• Task objective
Copy out the records below, from the line containing "Where can the bridge pylon" through the end, with the requests included, raising every coordinate in the answers by 16. Leave the pictures out.

::::::

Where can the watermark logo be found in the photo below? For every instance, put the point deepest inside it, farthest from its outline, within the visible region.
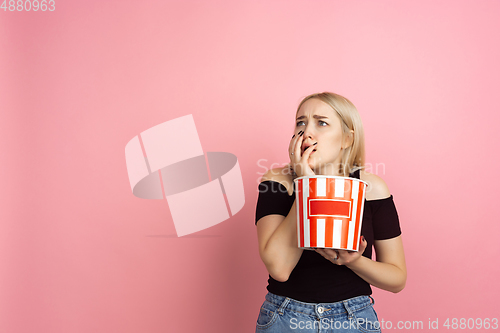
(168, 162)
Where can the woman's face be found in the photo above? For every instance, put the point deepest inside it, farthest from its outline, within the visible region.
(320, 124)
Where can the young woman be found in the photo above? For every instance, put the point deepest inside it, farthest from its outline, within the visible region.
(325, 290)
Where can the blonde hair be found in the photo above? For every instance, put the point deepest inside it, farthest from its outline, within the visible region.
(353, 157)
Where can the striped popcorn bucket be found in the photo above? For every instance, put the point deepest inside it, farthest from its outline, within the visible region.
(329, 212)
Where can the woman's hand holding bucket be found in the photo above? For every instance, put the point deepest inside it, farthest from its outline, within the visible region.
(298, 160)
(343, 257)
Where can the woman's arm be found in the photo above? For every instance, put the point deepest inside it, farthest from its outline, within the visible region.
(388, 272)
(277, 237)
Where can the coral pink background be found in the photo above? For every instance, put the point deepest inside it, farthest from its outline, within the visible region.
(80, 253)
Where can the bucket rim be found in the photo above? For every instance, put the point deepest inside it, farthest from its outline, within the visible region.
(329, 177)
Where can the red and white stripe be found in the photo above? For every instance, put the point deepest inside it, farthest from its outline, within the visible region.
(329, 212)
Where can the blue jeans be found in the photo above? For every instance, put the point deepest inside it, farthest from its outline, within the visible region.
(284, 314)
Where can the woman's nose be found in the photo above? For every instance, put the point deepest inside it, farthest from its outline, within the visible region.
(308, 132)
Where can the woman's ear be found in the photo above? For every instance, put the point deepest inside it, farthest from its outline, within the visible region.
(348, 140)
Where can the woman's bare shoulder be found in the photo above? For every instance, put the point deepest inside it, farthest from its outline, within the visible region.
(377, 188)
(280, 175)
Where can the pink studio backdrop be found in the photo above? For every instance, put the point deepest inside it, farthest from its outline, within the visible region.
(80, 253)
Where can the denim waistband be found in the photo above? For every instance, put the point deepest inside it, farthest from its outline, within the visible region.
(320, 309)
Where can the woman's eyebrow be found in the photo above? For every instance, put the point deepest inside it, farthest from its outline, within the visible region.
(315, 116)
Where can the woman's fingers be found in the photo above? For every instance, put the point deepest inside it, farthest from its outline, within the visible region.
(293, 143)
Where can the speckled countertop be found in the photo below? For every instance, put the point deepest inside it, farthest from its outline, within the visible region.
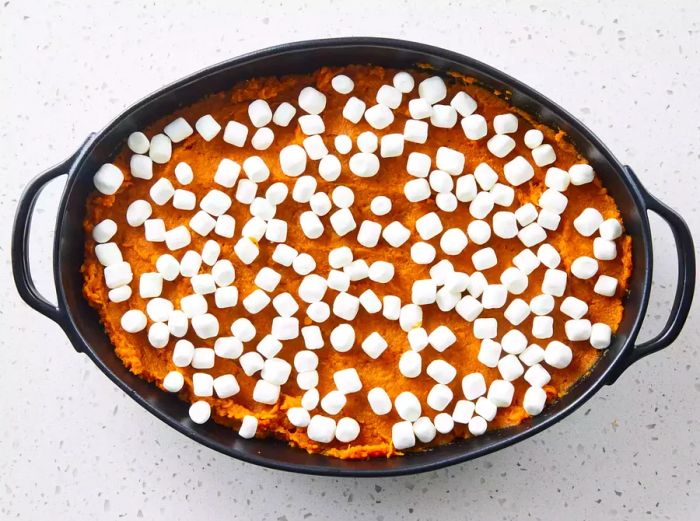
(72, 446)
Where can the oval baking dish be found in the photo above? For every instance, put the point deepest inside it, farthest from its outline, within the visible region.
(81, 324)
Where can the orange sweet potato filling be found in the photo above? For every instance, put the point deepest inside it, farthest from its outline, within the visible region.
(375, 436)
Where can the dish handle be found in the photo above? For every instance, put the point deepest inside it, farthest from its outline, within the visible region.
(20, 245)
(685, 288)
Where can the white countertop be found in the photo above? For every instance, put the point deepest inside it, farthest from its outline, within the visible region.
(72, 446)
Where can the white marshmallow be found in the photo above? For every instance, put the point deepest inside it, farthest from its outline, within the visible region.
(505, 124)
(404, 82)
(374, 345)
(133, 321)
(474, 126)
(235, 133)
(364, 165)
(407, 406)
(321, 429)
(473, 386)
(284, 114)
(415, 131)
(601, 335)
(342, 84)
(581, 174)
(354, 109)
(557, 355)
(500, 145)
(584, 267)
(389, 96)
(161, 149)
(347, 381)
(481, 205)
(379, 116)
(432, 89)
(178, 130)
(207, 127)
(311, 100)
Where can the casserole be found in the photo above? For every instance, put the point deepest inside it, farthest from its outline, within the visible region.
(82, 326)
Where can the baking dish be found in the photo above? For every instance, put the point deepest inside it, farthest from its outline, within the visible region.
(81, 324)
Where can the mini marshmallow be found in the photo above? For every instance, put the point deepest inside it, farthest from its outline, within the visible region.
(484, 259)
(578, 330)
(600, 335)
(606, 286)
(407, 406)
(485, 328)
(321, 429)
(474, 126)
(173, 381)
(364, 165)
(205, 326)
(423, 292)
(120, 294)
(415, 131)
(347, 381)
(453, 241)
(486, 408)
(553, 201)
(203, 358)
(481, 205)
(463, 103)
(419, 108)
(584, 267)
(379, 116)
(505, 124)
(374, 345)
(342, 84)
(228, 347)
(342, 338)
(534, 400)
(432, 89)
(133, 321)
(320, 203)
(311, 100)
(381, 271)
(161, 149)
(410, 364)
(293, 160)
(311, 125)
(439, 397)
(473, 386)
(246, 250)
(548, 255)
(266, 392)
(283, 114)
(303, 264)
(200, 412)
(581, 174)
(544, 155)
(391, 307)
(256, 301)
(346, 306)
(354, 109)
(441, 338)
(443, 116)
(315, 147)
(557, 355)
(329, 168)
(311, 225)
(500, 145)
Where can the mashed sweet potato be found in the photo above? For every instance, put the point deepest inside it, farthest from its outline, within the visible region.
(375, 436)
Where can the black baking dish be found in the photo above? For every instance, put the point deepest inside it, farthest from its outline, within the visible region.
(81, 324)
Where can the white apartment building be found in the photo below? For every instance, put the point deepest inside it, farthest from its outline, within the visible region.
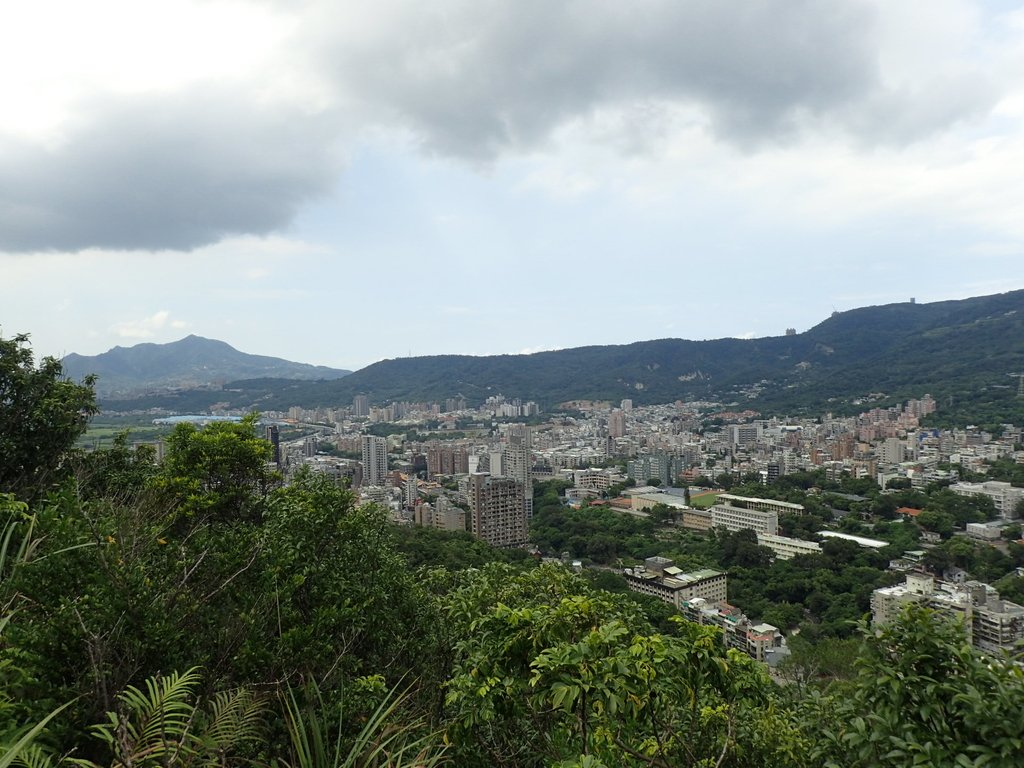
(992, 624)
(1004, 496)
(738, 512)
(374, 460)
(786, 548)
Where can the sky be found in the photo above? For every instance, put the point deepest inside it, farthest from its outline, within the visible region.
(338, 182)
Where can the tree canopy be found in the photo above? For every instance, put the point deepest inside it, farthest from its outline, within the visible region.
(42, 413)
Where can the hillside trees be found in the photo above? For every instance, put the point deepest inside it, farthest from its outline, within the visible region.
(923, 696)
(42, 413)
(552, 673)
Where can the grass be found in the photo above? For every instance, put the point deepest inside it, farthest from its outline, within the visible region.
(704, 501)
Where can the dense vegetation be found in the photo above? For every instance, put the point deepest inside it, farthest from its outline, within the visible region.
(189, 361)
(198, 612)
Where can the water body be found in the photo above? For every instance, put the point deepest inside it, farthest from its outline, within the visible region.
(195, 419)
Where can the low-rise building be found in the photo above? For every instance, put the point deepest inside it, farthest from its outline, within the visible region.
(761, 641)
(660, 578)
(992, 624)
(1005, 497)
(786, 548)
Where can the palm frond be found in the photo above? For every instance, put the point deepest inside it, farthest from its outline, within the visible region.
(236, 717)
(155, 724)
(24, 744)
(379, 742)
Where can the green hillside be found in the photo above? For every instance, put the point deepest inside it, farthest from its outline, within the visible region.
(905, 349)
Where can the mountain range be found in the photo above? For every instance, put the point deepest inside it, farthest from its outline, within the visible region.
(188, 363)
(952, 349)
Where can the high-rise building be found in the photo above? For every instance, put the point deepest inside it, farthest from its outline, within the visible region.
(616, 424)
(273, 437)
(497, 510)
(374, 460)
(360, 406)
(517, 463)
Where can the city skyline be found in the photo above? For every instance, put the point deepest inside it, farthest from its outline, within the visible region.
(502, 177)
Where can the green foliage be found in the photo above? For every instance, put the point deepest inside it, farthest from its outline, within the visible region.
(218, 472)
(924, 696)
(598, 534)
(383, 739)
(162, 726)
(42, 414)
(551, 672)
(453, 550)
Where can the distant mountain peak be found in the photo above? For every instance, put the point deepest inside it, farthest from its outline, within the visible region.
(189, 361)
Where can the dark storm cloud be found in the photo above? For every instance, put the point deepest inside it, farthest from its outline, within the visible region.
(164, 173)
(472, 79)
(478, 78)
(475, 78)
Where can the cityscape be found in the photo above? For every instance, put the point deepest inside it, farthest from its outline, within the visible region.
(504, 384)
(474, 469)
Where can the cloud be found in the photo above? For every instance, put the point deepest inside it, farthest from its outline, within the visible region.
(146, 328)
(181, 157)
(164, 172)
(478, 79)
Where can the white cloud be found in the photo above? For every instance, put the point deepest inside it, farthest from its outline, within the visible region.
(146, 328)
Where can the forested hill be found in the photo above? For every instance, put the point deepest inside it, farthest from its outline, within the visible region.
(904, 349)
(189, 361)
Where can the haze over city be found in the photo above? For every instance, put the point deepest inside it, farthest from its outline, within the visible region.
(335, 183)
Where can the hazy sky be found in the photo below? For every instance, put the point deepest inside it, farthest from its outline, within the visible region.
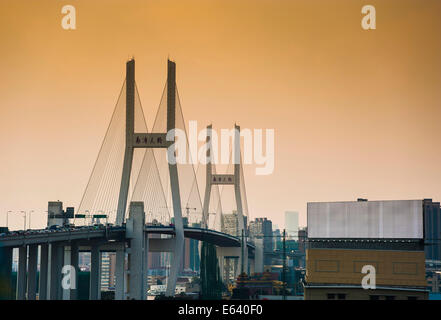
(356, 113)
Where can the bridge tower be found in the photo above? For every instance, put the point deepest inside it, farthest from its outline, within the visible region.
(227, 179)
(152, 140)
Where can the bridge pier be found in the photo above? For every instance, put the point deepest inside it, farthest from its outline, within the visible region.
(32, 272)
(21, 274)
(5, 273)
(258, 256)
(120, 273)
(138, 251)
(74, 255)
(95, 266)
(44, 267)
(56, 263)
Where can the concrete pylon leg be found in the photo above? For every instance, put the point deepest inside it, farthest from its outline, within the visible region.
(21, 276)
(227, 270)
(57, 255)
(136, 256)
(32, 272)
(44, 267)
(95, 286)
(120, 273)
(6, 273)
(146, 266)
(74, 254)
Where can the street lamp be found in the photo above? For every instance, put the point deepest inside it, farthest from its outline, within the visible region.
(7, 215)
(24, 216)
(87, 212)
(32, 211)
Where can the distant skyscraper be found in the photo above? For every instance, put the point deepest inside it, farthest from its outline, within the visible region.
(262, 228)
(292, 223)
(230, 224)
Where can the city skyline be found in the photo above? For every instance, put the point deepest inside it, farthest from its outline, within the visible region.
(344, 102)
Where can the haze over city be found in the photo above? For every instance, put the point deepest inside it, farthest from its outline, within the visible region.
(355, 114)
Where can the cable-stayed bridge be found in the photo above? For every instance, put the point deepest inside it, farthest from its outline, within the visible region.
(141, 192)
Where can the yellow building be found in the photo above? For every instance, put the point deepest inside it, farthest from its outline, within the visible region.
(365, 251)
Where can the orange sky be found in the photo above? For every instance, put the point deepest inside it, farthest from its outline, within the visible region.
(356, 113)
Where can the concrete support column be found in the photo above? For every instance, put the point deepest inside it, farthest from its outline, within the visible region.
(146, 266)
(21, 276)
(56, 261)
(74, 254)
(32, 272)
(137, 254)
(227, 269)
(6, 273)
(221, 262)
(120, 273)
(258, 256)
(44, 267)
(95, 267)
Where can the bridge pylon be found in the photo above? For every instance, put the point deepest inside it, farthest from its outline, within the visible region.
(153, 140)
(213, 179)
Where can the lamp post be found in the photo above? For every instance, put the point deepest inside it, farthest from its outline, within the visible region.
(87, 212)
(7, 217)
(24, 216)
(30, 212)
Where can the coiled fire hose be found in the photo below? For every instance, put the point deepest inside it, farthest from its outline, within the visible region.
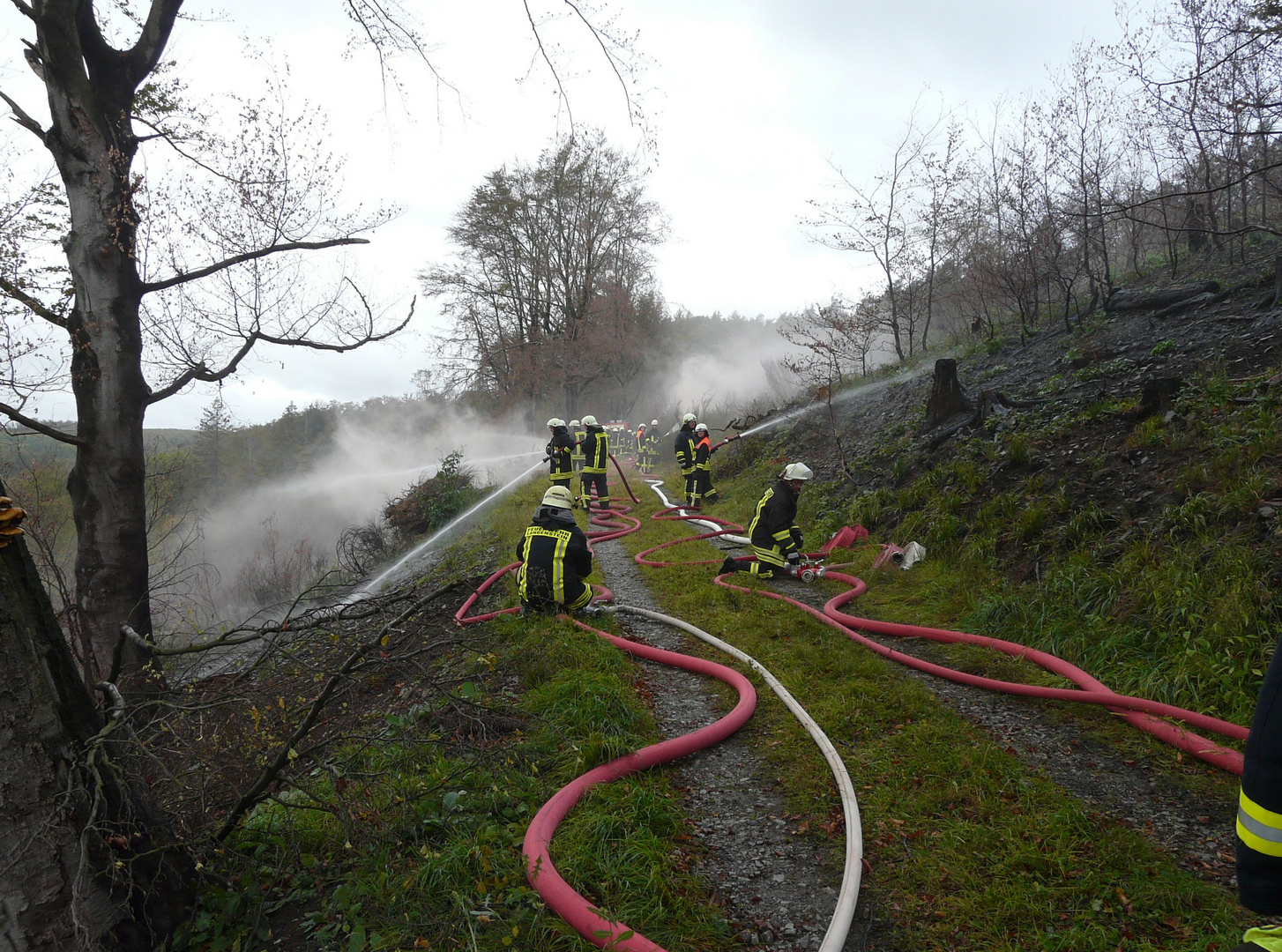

::::::

• Expected answer
Where can the bridge pylon be found in the photo above? For every instance, put the point deepest inside it, farthest from its outline, within the visible region.
(169, 156)
(229, 195)
Where can the lamp post be found in the photo above? For every instance, put the point deepest inside it, farthest from its outline, within the visible region.
(103, 228)
(23, 233)
(40, 232)
(46, 228)
Where can the coiled fire hose be found in the photo below? For every instance, put the point deepest inside it, farthest from its outline, within the visible region.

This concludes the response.